## Exercise requirements:
Copy out every line of the items below word for word, leaving out the pictures.

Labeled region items

■ ■ ■ ■ ■

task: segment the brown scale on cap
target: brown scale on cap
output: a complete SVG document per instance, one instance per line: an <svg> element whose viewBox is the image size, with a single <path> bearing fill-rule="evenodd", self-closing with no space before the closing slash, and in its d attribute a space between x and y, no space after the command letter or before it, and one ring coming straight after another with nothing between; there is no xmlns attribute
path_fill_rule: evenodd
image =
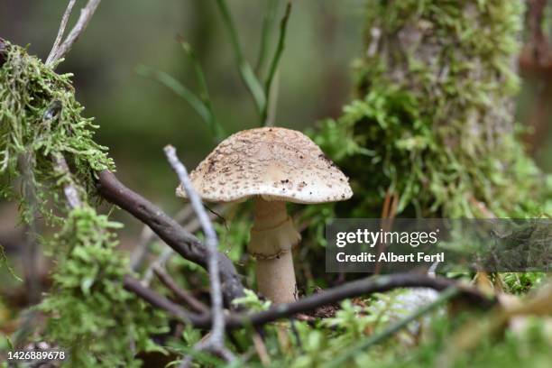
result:
<svg viewBox="0 0 552 368"><path fill-rule="evenodd" d="M204 200L324 203L345 200L348 179L300 132L284 128L242 131L223 141L190 178ZM186 198L181 188L177 195Z"/></svg>

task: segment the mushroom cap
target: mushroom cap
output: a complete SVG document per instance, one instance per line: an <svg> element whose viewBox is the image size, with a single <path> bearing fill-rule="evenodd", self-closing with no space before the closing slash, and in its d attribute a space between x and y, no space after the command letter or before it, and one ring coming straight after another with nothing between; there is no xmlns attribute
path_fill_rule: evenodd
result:
<svg viewBox="0 0 552 368"><path fill-rule="evenodd" d="M264 200L325 203L345 200L348 178L300 132L276 127L238 132L224 140L190 173L208 202ZM181 187L177 196L187 198Z"/></svg>

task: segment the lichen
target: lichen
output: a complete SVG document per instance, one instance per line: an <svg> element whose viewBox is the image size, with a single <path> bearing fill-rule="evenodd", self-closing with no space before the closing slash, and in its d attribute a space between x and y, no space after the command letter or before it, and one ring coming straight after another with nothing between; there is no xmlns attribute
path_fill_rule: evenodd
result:
<svg viewBox="0 0 552 368"><path fill-rule="evenodd" d="M84 199L94 190L94 171L114 169L106 148L93 140L97 128L82 115L71 74L57 74L26 50L5 41L0 68L0 195L18 198L14 179L22 175L21 158L28 157L40 210L59 199L67 178L56 171L52 158L63 154ZM23 201L24 205L24 201ZM30 216L27 214L27 217ZM28 219L28 218L27 218Z"/></svg>

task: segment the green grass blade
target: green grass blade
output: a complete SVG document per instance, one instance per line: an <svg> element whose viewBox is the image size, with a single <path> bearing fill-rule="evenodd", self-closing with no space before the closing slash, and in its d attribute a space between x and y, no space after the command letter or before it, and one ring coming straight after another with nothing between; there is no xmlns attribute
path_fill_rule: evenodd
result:
<svg viewBox="0 0 552 368"><path fill-rule="evenodd" d="M264 96L266 96L267 101L270 101L271 86L272 85L274 75L276 74L276 70L278 69L278 65L280 64L280 60L281 59L281 54L285 48L286 31L288 29L288 21L290 20L290 14L291 14L291 3L290 2L286 5L286 13L284 14L284 16L283 18L281 18L281 21L280 23L280 36L278 38L278 46L276 47L274 57L272 58L272 61L271 62L269 75L266 79L266 83L264 84ZM267 103L265 104L264 108L262 109L262 115L261 115L263 126L266 125L268 109L269 109L269 104Z"/></svg>
<svg viewBox="0 0 552 368"><path fill-rule="evenodd" d="M266 54L268 52L268 45L272 36L272 27L274 26L274 19L276 19L276 9L278 8L279 0L268 0L268 9L262 20L262 31L261 32L261 42L259 47L259 56L255 65L257 74L261 72L264 66Z"/></svg>
<svg viewBox="0 0 552 368"><path fill-rule="evenodd" d="M224 23L228 30L228 33L230 33L230 41L235 54L238 70L240 72L242 80L253 96L259 114L262 114L266 106L266 96L264 95L262 86L255 76L251 65L249 65L244 57L244 52L242 51L242 47L240 46L237 32L235 30L234 21L232 20L232 16L230 15L230 12L228 11L228 6L226 6L225 1L216 0L216 5L218 5L220 13L222 14Z"/></svg>

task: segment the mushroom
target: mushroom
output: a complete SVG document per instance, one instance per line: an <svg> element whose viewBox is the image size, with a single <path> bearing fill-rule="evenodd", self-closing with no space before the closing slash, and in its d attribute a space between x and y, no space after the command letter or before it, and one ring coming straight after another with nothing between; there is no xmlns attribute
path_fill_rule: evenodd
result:
<svg viewBox="0 0 552 368"><path fill-rule="evenodd" d="M190 179L207 202L253 199L247 251L257 261L259 291L276 304L295 299L291 248L301 238L286 202L335 202L353 195L347 177L314 142L284 128L236 133L218 144ZM186 198L181 187L177 196Z"/></svg>

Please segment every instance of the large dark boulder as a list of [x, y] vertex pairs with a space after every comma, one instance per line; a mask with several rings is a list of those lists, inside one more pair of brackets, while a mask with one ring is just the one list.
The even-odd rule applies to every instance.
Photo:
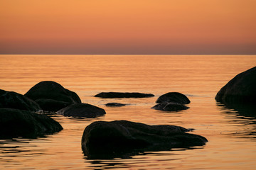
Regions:
[[175, 103], [162, 103], [155, 105], [151, 108], [163, 111], [179, 111], [188, 109], [189, 107]]
[[57, 111], [70, 104], [81, 103], [77, 94], [52, 81], [36, 84], [24, 96], [34, 100], [47, 111]]
[[75, 103], [68, 106], [57, 112], [64, 116], [96, 118], [106, 114], [103, 108], [87, 103]]
[[63, 130], [62, 126], [46, 115], [13, 108], [0, 108], [0, 138], [36, 137]]
[[215, 100], [256, 106], [256, 67], [236, 75], [218, 92]]
[[184, 94], [178, 92], [169, 92], [160, 96], [156, 103], [176, 103], [180, 104], [188, 104], [189, 99]]
[[0, 90], [0, 108], [4, 108], [30, 111], [38, 111], [41, 109], [38, 103], [22, 94]]
[[151, 94], [141, 94], [141, 93], [121, 93], [121, 92], [102, 92], [95, 96], [100, 98], [146, 98], [153, 97]]
[[82, 149], [88, 159], [127, 157], [139, 152], [204, 145], [207, 140], [174, 125], [148, 125], [126, 120], [94, 122], [84, 130]]

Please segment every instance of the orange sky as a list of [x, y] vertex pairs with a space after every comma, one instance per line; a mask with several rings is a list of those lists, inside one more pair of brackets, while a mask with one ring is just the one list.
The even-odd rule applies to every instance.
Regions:
[[256, 54], [255, 0], [0, 0], [0, 54]]

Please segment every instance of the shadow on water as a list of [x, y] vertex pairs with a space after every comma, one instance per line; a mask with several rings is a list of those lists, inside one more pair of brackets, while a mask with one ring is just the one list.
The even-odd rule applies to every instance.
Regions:
[[[132, 166], [136, 166], [139, 164], [139, 166], [144, 165], [145, 168], [150, 164], [155, 162], [157, 166], [159, 164], [165, 162], [170, 162], [181, 159], [181, 158], [171, 159], [172, 156], [176, 155], [175, 151], [186, 151], [188, 149], [203, 149], [203, 147], [191, 147], [188, 148], [175, 148], [171, 149], [168, 151], [159, 151], [159, 152], [138, 152], [134, 155], [129, 155], [127, 157], [103, 159], [88, 159], [86, 156], [84, 157], [85, 163], [90, 164], [90, 166], [87, 166], [92, 169], [127, 169]], [[156, 157], [156, 156], [157, 157]], [[163, 157], [164, 159], [161, 159]], [[166, 157], [170, 159], [166, 159]], [[154, 160], [152, 160], [154, 159]], [[168, 163], [169, 164], [169, 163]], [[170, 168], [170, 167], [169, 167]]]
[[231, 123], [242, 125], [243, 130], [235, 132], [233, 135], [256, 140], [256, 106], [238, 103], [217, 103], [217, 106], [225, 115], [235, 116], [235, 119], [227, 117]]

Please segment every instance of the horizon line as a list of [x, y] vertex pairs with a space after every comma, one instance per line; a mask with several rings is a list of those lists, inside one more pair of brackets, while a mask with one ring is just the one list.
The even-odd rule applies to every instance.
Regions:
[[0, 54], [0, 55], [256, 55], [255, 54]]

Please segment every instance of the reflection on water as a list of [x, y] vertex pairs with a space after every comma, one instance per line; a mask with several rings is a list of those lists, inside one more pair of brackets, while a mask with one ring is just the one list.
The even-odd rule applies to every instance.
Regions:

■ ■ ■ ■ ■

## Response:
task: segment the brown scale on cap
target: brown scale on cap
output: a complete SVG document per instance, one instance per line: an <svg> element whose viewBox is the image size, with a single <path> bearing fill-rule="evenodd", self-closing with no space before the closing slash, and in its d attribute a space between x and y, no space after the command letter or before it, and one ring coming straight after another with nothing between; there is no xmlns attribute
path_fill_rule: evenodd
image =
result:
<svg viewBox="0 0 552 368"><path fill-rule="evenodd" d="M204 200L324 203L345 200L348 179L300 132L284 128L242 131L223 141L190 178ZM186 198L181 188L177 195Z"/></svg>

task: segment the mushroom cap
target: mushroom cap
output: a complete SVG document per instance, one instance per line: an <svg> element whose viewBox is the image size, with a single <path> bearing fill-rule="evenodd", self-closing with no space before the closing slash, and in its d attribute a space between x and y, no space after the command letter or before it, and one ring coming straight after another with nothing between; there is no xmlns attribute
path_fill_rule: evenodd
result:
<svg viewBox="0 0 552 368"><path fill-rule="evenodd" d="M264 200L325 203L345 200L348 178L300 132L276 127L238 132L224 140L190 173L208 202ZM181 187L177 196L187 198Z"/></svg>

task: segment the lichen
target: lichen
output: a complete SVG document per instance, one instance per line: an <svg> element whose viewBox is the image size, with a single <path> bearing fill-rule="evenodd", self-closing with no space before the closing slash, and in its d attribute a space between x and y, no space after the command letter or before it, and one ring coming straight after another with nothing between; there is no xmlns attribute
path_fill_rule: evenodd
result:
<svg viewBox="0 0 552 368"><path fill-rule="evenodd" d="M84 199L94 190L94 171L114 169L106 148L93 140L97 128L82 115L71 74L57 74L26 50L5 41L0 68L0 195L18 198L14 179L22 175L21 158L28 157L40 210L59 199L67 178L56 171L52 158L63 154ZM23 201L24 205L24 201ZM30 216L27 214L27 217ZM28 219L28 218L27 218Z"/></svg>

task: segment the green grass blade
target: green grass blade
output: a complete SVG document per instance, one instance per line: an <svg> element whose viewBox is the image size, with a single <path> bearing fill-rule="evenodd", self-closing with no space before the closing slash, and in its d attribute a space between x and y, no space after the command letter or before it, and one ring coming straight after another with nothing between; there is no xmlns attribute
path_fill_rule: evenodd
result:
<svg viewBox="0 0 552 368"><path fill-rule="evenodd" d="M264 96L266 96L267 101L270 101L271 86L272 85L274 75L276 74L276 70L278 69L278 65L280 64L280 60L281 59L281 54L285 48L286 31L288 29L288 21L290 20L290 14L291 14L291 3L290 2L286 5L286 13L284 14L284 16L283 18L281 18L281 21L280 23L280 36L278 38L278 46L276 47L274 57L272 58L272 61L271 62L269 75L266 79L266 83L264 84ZM267 103L265 104L264 108L262 109L262 115L261 115L263 126L266 125L268 109L269 109L269 104Z"/></svg>
<svg viewBox="0 0 552 368"><path fill-rule="evenodd" d="M266 54L268 52L268 45L272 36L272 27L274 26L274 19L276 19L276 9L278 8L279 0L268 0L268 9L262 20L262 31L261 32L261 42L259 47L259 56L255 65L257 74L261 72L264 66Z"/></svg>
<svg viewBox="0 0 552 368"><path fill-rule="evenodd" d="M224 23L228 30L228 33L230 33L230 41L235 54L238 70L240 72L242 80L253 96L259 114L262 114L266 106L266 96L264 95L262 86L255 76L251 65L249 65L244 57L244 52L242 51L242 47L240 46L237 32L235 30L234 21L232 20L232 16L230 15L230 12L228 11L228 6L226 6L225 1L216 0L216 5L218 5L220 13L222 14Z"/></svg>

task: segment the mushroom
target: mushroom
output: a complete SVG document per instance, one instance per line: an <svg> element whose viewBox is the image size, with a single <path> bearing fill-rule="evenodd", self-closing with no space before the closing slash, and in its d attribute a space between x and y, no space after the command letter or before it, and one ring coming straight after another with nothing between; there is no xmlns attribute
path_fill_rule: evenodd
result:
<svg viewBox="0 0 552 368"><path fill-rule="evenodd" d="M190 179L207 202L253 199L247 251L257 261L259 291L276 304L295 299L291 248L301 238L286 202L335 202L353 195L347 177L314 142L284 128L236 133L218 144ZM186 198L181 187L177 196Z"/></svg>

Please segment every instance of the large dark boulder as a list of [x, y] vertex pairs with a space after every comma, one instance per line; a mask with several rings is a list of those lists, inside one more pair of brackets, while a mask with one ring is just the one list.
The even-odd rule applies to every instance.
Photo:
Regions:
[[175, 103], [162, 103], [155, 105], [151, 108], [163, 111], [179, 111], [188, 109], [189, 107]]
[[57, 111], [70, 104], [81, 103], [77, 94], [52, 81], [36, 84], [24, 96], [34, 100], [47, 111]]
[[75, 103], [68, 106], [57, 112], [64, 116], [96, 118], [106, 114], [103, 108], [87, 103]]
[[63, 130], [62, 126], [46, 115], [13, 108], [0, 108], [0, 138], [36, 137]]
[[215, 100], [256, 106], [256, 67], [236, 75], [218, 92]]
[[184, 94], [178, 92], [169, 92], [160, 96], [156, 103], [176, 103], [180, 104], [188, 104], [189, 99]]
[[0, 90], [0, 108], [4, 108], [30, 111], [38, 111], [41, 109], [38, 103], [22, 94]]
[[151, 94], [141, 94], [141, 93], [121, 93], [121, 92], [102, 92], [95, 96], [100, 98], [146, 98], [153, 97]]
[[82, 149], [88, 159], [127, 157], [139, 152], [204, 145], [207, 140], [174, 125], [148, 125], [126, 120], [94, 122], [84, 130]]

Please segment every instance of the orange sky as a list of [x, y] vertex pairs with a space after every comma, one instance per line; a mask with several rings is a list of those lists, inside one more pair of brackets, while a mask with one ring is just the one list.
The even-odd rule applies to every instance.
Regions:
[[256, 54], [255, 0], [0, 0], [0, 54]]

Please segment every instance of the shadow on water as a list of [x, y] vertex pairs with a space after every comma, one instance per line; a mask with several rings is a list of those lists, inside one more pair of brackets, while a mask with one ring is just the one list.
The even-odd rule applies to every instance.
Regions:
[[[132, 166], [136, 166], [139, 164], [139, 166], [144, 165], [145, 168], [150, 164], [155, 162], [157, 166], [159, 164], [165, 162], [170, 162], [181, 159], [181, 158], [171, 159], [172, 156], [176, 155], [175, 151], [186, 151], [188, 149], [203, 149], [203, 147], [191, 147], [188, 148], [175, 148], [171, 149], [168, 151], [159, 151], [159, 152], [138, 152], [134, 155], [129, 155], [127, 157], [103, 159], [88, 159], [86, 156], [84, 157], [85, 163], [90, 164], [90, 166], [87, 166], [92, 169], [127, 169]], [[156, 157], [156, 156], [157, 157]], [[163, 157], [164, 159], [161, 159]], [[166, 157], [170, 159], [166, 159]], [[154, 160], [152, 160], [154, 159]], [[168, 163], [169, 164], [169, 163]], [[170, 168], [170, 167], [169, 167]]]
[[231, 123], [242, 125], [243, 130], [235, 132], [233, 135], [256, 140], [256, 106], [238, 103], [217, 103], [217, 106], [225, 115], [235, 116], [235, 119], [227, 117]]

Please segment every instance of the horizon line as a list of [x, y] vertex pairs with a space after every comma, one instance per line; a mask with several rings is a list of those lists, inside one more pair of brackets, while a mask with one ring is just the one list.
The even-odd rule applies to every instance.
Regions:
[[0, 54], [0, 55], [256, 55], [255, 54]]

Please segment every instance of the reflection on water as a list of [x, y] vertex pairs with a space after every comma, one instance per line; a mask with several rings is a list of those lists, inside one more pair of brackets, while a mask with one ring is just the one list.
The even-odd rule applies to every instance.
Regions:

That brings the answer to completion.